阅读材料:
--

前不久在网上浏览了一篇文章,署名杜建的《海德格尔与纳粹》。此文不长,有似随笔、读书札记之类。虽然如此,其中锋芒所指昭然在目。当笔者看见此一篇名时便心意跃然。“海德格尔与纳粹”,经历史积淀与思想演历,其中含蕴说不尽的东西太多太多,至今都是乐道者所津津于此的“公案”。思想史上倾其巨多精力于此者代不乏人,这一张名单可以从海德格尔的在世年月一直开列到我们当下这个世纪刚被过时的第一个十年,也可以从作为事件之源起地的德国一直扩展到被全球化的世界。其中,力图寻获思想与时代之间的隐蔽应和与回响的著作成就斐然(如卡尔·洛维特、列维纳斯、理查德·沃林等的相关研究,这里不一一举例)。杜建先生在他的短文中也提到了一些相关研究的大体思路。只是后来稍有总结道:“这些观点虽然都很有说服力,但是又不能让人满意……我觉得这些说法都是过于停留于现实的俗事,而不能将海德格尔的倾向纳粹的行为与他的思想紧密联系在一起”。杜建先生提及的相关研究,基本上都属于一种“外在的”研究,即追踪海德格尔个人道德与生活中有否排犹倾向,此倾向与其伟师胡塞尔的犹太身份有何关联等诸如此类,也即杜建先生这里说的“这些说法都是过于停留于现实的俗事”。看来杜建先生也是对此一类的“现实俗事”甚不以为然的。只是笔者不知的是,超脱了“现实的俗事”的研究大有人在且成就响耳,为什么杜建先生单要挑取一些“停留于现实的俗事”的研究文献做一综述,并在后面批评一番呢?

--

任务目标:
请将上面谈海德格尔与纳粹的这段阅读材料中，从“前不久在网上浏览了一篇文章,署名杜建的《”起、到“一综述,并在后面批评一番呢?”止（两处都包括在内）的部分一字不差地抄写出来。

--

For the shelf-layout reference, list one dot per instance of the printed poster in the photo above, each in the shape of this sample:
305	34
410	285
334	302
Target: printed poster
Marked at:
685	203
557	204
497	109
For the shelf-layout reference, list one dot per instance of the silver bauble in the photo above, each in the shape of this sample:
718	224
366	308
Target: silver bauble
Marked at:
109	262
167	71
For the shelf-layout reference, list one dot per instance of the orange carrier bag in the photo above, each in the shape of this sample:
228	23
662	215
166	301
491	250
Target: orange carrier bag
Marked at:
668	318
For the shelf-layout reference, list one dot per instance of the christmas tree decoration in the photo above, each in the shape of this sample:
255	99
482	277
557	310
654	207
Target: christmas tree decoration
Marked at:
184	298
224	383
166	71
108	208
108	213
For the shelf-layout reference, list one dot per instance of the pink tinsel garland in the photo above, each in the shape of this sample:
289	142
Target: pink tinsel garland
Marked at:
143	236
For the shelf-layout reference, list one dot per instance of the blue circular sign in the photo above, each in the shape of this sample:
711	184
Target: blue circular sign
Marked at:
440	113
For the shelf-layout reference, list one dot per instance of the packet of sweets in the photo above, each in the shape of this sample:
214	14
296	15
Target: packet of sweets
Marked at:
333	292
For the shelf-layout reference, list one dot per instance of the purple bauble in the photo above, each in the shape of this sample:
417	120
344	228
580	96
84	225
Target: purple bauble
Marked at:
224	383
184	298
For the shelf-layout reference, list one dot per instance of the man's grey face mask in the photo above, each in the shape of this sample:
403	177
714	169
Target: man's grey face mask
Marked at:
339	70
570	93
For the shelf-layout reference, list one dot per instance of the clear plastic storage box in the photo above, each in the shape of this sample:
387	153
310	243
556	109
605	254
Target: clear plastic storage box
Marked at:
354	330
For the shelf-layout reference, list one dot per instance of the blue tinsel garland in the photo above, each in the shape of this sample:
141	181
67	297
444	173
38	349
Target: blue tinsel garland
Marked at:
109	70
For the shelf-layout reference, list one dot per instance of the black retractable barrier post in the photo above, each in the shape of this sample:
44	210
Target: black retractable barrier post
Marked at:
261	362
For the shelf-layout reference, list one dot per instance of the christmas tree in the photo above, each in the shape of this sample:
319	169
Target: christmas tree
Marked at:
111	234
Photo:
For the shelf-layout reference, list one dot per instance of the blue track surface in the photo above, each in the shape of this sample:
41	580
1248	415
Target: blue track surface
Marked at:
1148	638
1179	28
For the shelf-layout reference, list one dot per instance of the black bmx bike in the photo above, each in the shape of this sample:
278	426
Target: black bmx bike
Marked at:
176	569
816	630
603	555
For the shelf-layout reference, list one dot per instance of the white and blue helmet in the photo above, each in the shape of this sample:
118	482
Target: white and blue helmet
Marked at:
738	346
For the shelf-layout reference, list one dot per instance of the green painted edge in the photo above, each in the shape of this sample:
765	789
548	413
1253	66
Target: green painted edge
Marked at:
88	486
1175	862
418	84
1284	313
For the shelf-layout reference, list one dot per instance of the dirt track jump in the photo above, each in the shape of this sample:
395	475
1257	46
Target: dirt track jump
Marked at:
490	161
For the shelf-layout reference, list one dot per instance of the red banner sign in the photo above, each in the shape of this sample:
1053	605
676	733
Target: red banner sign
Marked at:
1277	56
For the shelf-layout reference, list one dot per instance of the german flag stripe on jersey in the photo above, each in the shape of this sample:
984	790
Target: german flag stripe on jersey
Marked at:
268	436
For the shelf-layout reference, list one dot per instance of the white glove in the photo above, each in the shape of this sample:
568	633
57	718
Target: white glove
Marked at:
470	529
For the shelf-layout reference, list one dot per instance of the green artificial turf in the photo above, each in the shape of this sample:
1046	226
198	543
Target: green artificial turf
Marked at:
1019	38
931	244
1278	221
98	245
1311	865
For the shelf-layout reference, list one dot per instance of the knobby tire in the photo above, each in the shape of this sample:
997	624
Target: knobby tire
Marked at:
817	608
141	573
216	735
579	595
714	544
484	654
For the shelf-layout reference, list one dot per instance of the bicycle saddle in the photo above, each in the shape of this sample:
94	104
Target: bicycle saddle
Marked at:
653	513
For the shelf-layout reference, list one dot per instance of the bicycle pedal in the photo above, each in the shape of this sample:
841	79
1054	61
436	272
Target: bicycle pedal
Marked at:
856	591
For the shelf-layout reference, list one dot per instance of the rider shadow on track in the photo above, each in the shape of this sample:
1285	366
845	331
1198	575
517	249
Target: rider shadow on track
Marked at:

--

本题解答:
前不久在网上浏览了一篇文章,署名杜建的《海德格尔与纳粹》。此文不长,有似随笔、读书札记之类。虽然如此,其中锋芒所指昭然在目。当笔者看见此一篇名时便心意跃然。“海德格尔与纳粹”,经历史积淀与思想演历,其中含蕴说不尽的东西太多太多,至今都是乐道者所津津于此的“公案”。思想史上倾其巨多精力于此者代不乏人,这一张名单可以从海德格尔的在世年月一直开列到我们当下这个世纪刚被过时的第一个十年,也可以从作为事件之源起地的德国一直扩展到被全球化的世界。其中,力图寻获思想与时代之间的隐蔽应和与回响的著作成就斐然(如卡尔·洛维特、列维纳斯、理查德·沃林等的相关研究,这里不一一举例)。杜建先生在他的短文中也提到了一些相关研究的大体思路。只是后来稍有总结道:“这些观点虽然都很有说服力,但是又不能让人满意……我觉得这些说法都是过于停留于现实的俗事,而不能将海德格尔的倾向纳粹的行为与他的思想紧密联系在一起”。杜建先生提及的相关研究,基本上都属于一种“外在的”研究,即追踪海德格尔个人道德与生活中有否排犹倾向,此倾向与其伟师胡塞尔的犹太身份有何关联等诸如此类,也即杜建先生这里说的“这些说法都是过于停留于现实的俗事”。看来杜建先生也是对此一类的“现实俗事”甚不以为然的。只是笔者不知的是,超脱了“现实的俗事”的研究大有人在且成就响耳,为什么杜建先生单要挑取一些“停留于现实的俗事”的研究文献做一综述,并在后面批评一番呢?